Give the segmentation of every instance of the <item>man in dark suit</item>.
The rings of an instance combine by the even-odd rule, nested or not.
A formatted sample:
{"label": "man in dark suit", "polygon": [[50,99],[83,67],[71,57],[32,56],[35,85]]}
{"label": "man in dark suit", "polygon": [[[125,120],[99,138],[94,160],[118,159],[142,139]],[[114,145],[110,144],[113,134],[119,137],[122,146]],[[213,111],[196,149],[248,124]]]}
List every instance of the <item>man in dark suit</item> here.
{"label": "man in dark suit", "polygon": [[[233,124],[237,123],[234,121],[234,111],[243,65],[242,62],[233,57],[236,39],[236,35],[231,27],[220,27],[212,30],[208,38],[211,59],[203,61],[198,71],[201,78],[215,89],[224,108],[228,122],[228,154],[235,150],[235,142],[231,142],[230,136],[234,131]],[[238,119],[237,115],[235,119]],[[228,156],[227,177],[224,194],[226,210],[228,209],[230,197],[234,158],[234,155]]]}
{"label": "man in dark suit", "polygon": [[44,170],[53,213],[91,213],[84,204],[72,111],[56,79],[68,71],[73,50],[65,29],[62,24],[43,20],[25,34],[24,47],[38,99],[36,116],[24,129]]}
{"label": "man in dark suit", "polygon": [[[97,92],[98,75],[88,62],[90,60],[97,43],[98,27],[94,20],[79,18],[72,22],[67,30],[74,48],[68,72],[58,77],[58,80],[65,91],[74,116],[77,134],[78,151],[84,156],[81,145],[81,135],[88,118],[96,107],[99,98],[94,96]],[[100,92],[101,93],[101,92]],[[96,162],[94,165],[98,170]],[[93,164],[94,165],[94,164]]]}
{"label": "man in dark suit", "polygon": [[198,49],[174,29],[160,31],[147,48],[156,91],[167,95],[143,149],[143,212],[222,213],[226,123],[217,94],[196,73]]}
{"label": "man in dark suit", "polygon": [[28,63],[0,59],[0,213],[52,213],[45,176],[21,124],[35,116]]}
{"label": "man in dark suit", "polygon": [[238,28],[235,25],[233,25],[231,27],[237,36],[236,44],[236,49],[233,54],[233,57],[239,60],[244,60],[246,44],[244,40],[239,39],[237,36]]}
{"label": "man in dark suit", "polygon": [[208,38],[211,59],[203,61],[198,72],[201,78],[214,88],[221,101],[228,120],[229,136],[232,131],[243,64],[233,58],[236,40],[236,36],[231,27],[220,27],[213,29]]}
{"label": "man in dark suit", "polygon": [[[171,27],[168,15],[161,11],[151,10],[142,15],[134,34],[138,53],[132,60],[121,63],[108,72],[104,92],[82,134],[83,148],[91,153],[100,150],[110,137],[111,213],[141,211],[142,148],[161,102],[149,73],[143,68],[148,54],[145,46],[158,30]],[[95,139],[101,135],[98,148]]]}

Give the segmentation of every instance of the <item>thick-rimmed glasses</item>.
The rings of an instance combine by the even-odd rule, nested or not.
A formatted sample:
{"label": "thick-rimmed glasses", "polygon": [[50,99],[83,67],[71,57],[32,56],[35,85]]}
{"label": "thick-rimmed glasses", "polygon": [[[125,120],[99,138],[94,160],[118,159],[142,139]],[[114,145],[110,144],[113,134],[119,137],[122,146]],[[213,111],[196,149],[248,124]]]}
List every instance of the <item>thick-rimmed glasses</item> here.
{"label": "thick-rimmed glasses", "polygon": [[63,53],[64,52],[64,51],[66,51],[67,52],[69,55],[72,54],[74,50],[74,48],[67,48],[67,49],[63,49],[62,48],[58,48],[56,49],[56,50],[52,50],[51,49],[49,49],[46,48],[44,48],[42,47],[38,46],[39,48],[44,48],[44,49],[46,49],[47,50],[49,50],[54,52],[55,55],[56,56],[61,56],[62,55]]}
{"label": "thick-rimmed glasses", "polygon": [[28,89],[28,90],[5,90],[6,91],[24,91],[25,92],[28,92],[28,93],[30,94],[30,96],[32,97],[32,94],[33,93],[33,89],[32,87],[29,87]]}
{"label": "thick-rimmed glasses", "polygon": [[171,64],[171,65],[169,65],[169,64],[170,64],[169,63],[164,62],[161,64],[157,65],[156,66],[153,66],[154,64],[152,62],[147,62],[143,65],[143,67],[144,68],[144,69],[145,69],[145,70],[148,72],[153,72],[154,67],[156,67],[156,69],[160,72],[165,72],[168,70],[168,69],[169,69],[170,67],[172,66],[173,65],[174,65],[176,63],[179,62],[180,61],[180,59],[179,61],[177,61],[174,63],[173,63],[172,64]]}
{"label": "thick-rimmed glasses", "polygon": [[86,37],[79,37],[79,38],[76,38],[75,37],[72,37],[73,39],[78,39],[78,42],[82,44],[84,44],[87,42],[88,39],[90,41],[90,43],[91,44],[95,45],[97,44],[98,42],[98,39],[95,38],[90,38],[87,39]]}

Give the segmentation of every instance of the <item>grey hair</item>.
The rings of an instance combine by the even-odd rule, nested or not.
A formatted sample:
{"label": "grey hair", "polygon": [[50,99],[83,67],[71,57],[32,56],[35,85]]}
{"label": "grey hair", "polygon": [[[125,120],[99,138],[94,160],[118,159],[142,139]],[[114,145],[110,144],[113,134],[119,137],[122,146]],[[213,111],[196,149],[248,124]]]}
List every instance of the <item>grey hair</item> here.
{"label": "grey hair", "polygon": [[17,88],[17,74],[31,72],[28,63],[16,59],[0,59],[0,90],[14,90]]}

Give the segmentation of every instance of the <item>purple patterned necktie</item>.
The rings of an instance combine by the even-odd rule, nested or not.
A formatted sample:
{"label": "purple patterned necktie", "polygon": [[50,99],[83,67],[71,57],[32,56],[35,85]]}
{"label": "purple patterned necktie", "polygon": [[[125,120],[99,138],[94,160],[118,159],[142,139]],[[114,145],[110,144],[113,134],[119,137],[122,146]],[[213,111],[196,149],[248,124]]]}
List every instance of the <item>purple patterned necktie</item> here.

# # # # #

• Task brief: Starting at the line that contains "the <item>thick-rimmed glasses</item>." and stopping after the line that contains "List every instance of the <item>thick-rimmed", rewrite those lines with "thick-rimmed glasses" swapped for "horn-rimmed glasses" and everything else left as it is.

• Solution for this task:
Give the segmentation of every instance of the <item>horn-rimmed glasses</item>.
The rings of an instance combine by the even-odd rule, nested or not.
A formatted sample:
{"label": "horn-rimmed glasses", "polygon": [[50,99],[83,67],[71,57],[32,56],[35,85]]}
{"label": "horn-rimmed glasses", "polygon": [[[125,120],[99,138],[94,160],[118,159],[142,139]],[[114,145],[110,144],[113,134],[119,137],[122,146]],[[213,111],[196,149],[248,124]]]}
List every instance of the <item>horn-rimmed glasses</item> here.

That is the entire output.